TEKST ŹRÓDŁOWY ▸
-.-.-

ZROZUMIEĆ DEPRESJĘ

 

Zaczerpnięte z kwartalnika "Promyk Nadziei" - Lubelskiego Stowarzyszenia Stwardnienia Rozsianego

Zmiany nastroju są nieodłączną cechą ludzkiej egzystencji a nastrój ma olbrzymie znaczenie dla rozwoju człowieka. Obniżony nastrój to nie tylko uczucie smutku. Wpływa on na naszą dyspozycję do działania i zachowanie, odpowiada za zaangażowanie życiowe wpływając na zdolność do podejmowania decyzji, również tych ważnych, decydujących o naszej egzystencji.

Ludzie nadmiernie pesymistyczni mogą po prostu nie zrealizować swoich możliwości a nawet wycofać się z wszelkich form aktywności życiowej. Zaburzony nastrój może sprawić, że nasze życie stanie się rozbite, zdezorganizowane, bolesne a nawet potencjalnie niebezpieczne.
Patologicznie obniżony nastrój jest jednym z podstawowych objawów depresji, choroby, na którą tylko w Polsce choruje 1,2-1,5 min osób, które niestety tylko w niewielkiej części korzystają z właściwych form pomocy.

-.-.-

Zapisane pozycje
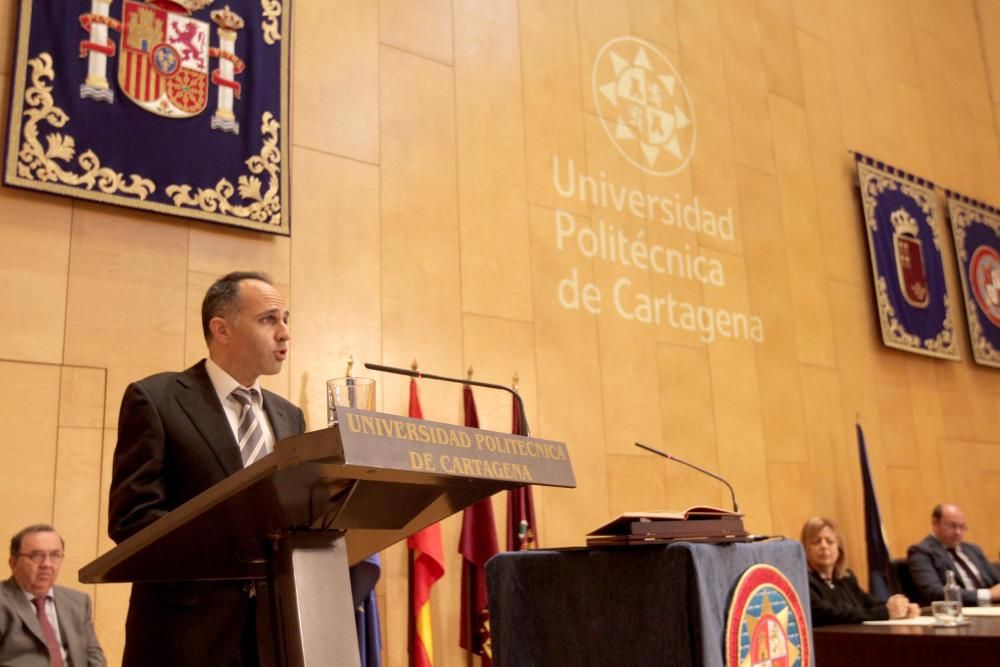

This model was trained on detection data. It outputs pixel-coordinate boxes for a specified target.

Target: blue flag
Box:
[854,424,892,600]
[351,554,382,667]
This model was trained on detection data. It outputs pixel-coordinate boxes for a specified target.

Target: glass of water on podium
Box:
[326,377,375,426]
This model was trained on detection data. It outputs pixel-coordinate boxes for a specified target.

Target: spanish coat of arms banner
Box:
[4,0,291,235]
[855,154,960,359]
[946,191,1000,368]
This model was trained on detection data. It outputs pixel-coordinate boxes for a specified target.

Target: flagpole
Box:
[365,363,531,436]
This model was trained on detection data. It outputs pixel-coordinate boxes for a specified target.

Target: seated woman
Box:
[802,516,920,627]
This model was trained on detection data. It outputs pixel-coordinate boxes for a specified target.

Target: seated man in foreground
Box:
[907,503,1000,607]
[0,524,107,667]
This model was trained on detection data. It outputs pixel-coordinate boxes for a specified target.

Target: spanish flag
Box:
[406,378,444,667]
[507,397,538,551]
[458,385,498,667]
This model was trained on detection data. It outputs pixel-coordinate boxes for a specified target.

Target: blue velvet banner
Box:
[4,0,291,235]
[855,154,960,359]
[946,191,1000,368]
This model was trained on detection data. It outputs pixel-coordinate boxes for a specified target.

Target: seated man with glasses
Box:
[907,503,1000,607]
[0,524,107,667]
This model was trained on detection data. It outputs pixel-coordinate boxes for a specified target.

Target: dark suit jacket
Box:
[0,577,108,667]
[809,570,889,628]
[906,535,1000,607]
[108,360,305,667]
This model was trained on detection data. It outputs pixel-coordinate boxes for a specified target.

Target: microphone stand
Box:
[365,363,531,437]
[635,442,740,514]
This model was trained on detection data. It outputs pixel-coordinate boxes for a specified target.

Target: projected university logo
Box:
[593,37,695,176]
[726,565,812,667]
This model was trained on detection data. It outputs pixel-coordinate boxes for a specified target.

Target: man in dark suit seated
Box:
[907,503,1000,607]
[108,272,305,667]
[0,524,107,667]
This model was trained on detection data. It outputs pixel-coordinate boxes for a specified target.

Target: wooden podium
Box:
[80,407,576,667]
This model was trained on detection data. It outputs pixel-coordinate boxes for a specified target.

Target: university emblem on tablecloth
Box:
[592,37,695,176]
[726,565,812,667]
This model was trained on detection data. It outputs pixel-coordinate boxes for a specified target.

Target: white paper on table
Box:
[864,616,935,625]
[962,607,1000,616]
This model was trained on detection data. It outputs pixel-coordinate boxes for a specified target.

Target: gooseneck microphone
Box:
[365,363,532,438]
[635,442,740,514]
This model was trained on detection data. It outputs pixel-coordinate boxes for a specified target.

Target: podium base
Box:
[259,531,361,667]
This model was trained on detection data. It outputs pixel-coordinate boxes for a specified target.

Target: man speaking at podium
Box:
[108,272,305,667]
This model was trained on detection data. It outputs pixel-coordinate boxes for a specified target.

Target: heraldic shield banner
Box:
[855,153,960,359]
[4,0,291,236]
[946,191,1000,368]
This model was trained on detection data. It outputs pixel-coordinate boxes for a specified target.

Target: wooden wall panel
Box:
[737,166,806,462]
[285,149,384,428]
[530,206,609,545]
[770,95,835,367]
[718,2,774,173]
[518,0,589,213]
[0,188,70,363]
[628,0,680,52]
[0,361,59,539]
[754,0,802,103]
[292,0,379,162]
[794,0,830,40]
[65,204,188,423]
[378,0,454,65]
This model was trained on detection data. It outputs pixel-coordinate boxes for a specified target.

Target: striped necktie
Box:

-.-.-

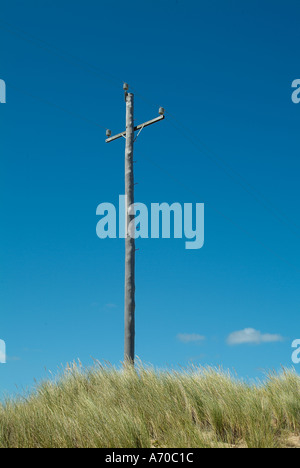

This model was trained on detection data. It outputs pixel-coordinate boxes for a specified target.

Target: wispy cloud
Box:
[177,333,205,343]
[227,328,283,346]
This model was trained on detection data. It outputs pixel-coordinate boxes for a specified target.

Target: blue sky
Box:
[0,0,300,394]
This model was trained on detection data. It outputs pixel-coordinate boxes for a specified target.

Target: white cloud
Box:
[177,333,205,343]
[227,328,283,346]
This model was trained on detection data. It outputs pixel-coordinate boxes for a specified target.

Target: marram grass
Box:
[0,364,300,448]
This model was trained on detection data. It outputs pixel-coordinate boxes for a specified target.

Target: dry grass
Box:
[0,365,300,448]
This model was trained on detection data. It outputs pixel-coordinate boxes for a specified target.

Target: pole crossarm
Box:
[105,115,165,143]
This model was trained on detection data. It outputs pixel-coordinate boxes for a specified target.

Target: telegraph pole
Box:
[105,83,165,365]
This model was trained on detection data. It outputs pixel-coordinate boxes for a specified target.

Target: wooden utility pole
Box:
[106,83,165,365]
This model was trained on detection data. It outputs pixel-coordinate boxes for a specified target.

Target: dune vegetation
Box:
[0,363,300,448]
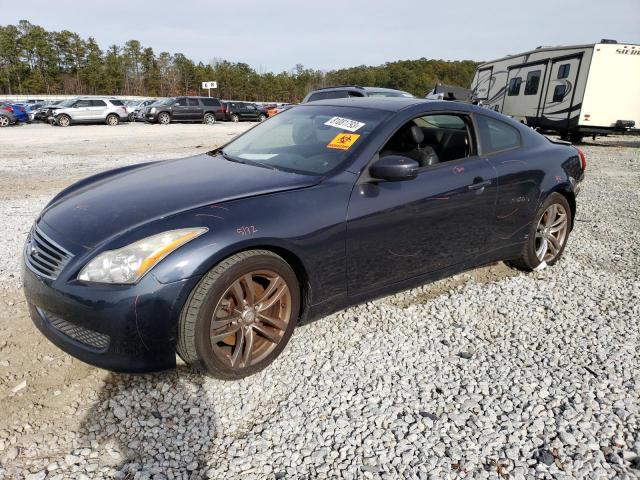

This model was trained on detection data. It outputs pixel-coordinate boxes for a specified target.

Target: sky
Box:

-.-.-

ZADANIA ▸
• 1. Proszę przepisać fragment tekstu o depresji od słów "Patologicznie obniżony nastrój" aż do słów "właściwych form pomocy." włącznie, zamieniając "Patologicznie" na "Chorobliwie".
• 2. Proszę przedstawić w formie zwięzłej listy akapit tekstu o depresji zaczynający się od słów "Zmiany nastroju są", zachowując jego główne informacje.
Zapisane pozycje nie mają związku z tymi zadaniami.

ROZWIĄZANIA ZADAŃ ▸
• 1.
Chorobliwie obniżony nastrój jest jednym z podstawowych objawów depresji, choroby, na którą tylko w Polsce choruje 1,2-1,5 min osób, które niestety tylko w niewielkiej części korzystają z właściwych form pomocy.

• 2.
- Zmiany nastroju są nieodłączną cechą ludzkiej egzystencji, a nastrój ma olbrzymie znaczenie dla rozwoju człowieka.
- Obniżony nastrój to nie tylko uczucie smutku. Wpływa na dyspozycję do działania, zachowanie i zaangażowanie życiowe.
- Oddziałuje na zdolność podejmowania decyzji, także tych ważnych, decydujących o naszej egzystencji.